Teks Sumber:
====

Revolusi informasi 4.0 menjadikan dunia terkoneksi menjadi satu. Kalau dulu imagined community hanya sebatas garis nasional maka sekarang anak-anak muda milenial itu mempunyai komunitas bayangan baru yaitu Imagined Community Global. Konsep negara bangsa, nation-state, sudah obsolete, tak cocok lagi menjawab tantangan globalisasi.

Yang dibutuhkan sekarang bukan pemikiran sektarian dan parokial. Anda tak mungkin bisa menang sendiri kaya sendiri, dan membiarkan orang lain kalah dan miskin.

Dunia sudah berubah, kita hidup dalam dunia yang terkoneksi satu sama lain. The Rise of Network Society, kata Manuel Castells. Masyarakat jaringan adalah sebuah masyarakat sosial yang struktur dan kegiatan-kegiatannya diatur oleh jaringan informasi yang diproses melalui teknologi informasi.

Masyarakat jaringan telah menggantikan masyarakat tradisional yang didasari bentuk organisasi sosial tradisional yang sudah kedaluwarsa. Masyarakat jaringan memproses dan mengelola informasi dengan menggunakan mikro-elektronik yang berbasis teknologi

Interaksi antara jejaring sosial baru berbasis teknologi dengan institusi sosial lama yang konservatif dan mempertahankan status quo akan melahirkan banyak ketegangan.

====

Soal Latihan:
A - Apakah tiap pernyataan berikut sesuai dengan teks tentang masyarakat jaringan? (i) Konsep negara bangsa dianggap sudah tidak cocok lagi menjawab tantangan globalisasi. (ii) Masyarakat tradisional telah menggantikan masyarakat jaringan. (iii) Interaksi jejaring sosial baru dengan institusi sosial lama akan memunculkan banyak ketegangan. Jawab ya atau tidak untuk masing-masing, disertai kutipan kata-kata penentunya dari teks.
B - Istilah berbahasa Inggris apa saja yang dipakai dalam teks tentang masyarakat jaringan? Sebutkan semuanya.

====

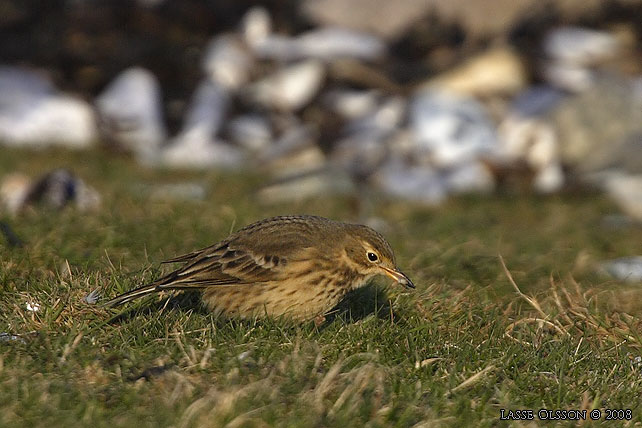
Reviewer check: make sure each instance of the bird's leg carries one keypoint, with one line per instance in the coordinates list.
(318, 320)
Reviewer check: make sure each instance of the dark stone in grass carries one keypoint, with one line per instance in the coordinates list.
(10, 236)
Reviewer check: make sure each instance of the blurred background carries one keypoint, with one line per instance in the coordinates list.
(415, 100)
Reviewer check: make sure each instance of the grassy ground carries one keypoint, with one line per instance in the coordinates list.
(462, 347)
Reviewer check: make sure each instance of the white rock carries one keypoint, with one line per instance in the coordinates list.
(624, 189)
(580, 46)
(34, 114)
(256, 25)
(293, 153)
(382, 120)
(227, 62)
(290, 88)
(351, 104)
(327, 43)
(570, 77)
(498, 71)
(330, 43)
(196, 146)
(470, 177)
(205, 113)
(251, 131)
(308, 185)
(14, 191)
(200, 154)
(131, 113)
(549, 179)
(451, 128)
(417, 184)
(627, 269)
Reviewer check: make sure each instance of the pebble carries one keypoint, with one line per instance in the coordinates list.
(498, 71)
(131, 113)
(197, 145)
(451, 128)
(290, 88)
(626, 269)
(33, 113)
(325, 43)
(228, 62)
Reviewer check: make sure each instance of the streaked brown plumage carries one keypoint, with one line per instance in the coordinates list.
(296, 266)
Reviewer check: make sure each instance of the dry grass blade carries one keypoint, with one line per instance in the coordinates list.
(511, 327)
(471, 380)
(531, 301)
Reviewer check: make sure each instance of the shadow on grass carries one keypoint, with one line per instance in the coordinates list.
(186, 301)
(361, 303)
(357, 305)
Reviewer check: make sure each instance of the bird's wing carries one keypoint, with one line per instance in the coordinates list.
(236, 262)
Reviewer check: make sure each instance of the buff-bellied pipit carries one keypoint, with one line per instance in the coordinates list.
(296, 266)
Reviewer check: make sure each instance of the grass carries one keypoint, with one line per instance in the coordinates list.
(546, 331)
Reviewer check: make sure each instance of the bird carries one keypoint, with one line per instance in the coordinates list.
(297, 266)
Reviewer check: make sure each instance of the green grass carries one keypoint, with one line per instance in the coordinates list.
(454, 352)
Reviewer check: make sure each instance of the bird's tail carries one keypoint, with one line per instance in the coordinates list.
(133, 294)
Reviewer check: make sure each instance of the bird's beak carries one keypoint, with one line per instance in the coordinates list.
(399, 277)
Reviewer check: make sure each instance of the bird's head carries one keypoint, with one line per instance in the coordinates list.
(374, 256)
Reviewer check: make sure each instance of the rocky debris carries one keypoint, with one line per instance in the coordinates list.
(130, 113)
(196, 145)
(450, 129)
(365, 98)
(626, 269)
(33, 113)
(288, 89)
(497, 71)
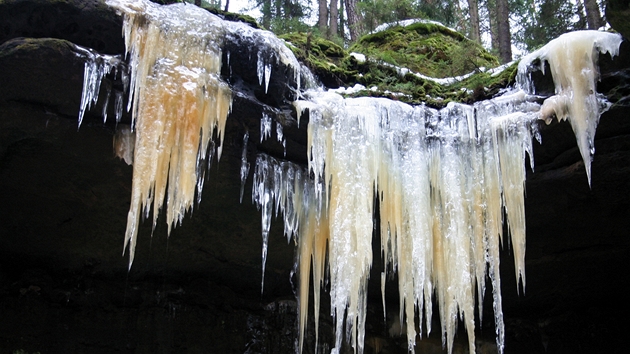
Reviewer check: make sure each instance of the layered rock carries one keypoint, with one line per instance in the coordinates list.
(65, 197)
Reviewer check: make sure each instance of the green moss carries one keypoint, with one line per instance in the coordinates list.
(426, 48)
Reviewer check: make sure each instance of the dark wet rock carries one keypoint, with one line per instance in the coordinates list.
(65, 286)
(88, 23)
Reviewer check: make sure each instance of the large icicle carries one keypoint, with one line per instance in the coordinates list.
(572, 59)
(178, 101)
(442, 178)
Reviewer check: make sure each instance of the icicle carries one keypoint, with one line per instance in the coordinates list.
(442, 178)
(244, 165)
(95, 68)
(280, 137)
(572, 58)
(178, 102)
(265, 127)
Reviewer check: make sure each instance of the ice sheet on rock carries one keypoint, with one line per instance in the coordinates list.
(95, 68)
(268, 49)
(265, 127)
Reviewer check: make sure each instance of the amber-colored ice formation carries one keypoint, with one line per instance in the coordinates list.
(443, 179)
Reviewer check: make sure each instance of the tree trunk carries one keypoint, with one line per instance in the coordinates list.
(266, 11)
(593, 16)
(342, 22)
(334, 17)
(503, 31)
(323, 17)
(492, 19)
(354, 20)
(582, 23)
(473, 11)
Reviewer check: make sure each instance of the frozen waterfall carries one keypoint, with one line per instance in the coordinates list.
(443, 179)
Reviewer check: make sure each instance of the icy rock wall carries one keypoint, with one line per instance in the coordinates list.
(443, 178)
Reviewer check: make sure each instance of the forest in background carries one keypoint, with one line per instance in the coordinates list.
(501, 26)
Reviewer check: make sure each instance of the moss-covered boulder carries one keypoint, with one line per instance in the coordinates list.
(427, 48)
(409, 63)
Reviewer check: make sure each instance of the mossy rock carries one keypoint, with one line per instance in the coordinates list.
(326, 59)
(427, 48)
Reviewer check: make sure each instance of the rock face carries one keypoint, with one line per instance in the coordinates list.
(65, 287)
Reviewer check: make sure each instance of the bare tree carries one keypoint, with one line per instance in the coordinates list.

====

Jawaban Latihan:
A -
(i) Ya: "Konsep negara bangsa, nation-state, sudah obsolete, tak cocok lagi menjawab tantangan globalisasi."
(ii) Tidak: "Masyarakat jaringan telah menggantikan masyarakat tradisional"
(iii) Ya: "akan melahirkan banyak ketegangan"

B -
- imagined community
- Imagined Community Global
- nation-state
- obsolete
- The Rise of Network Society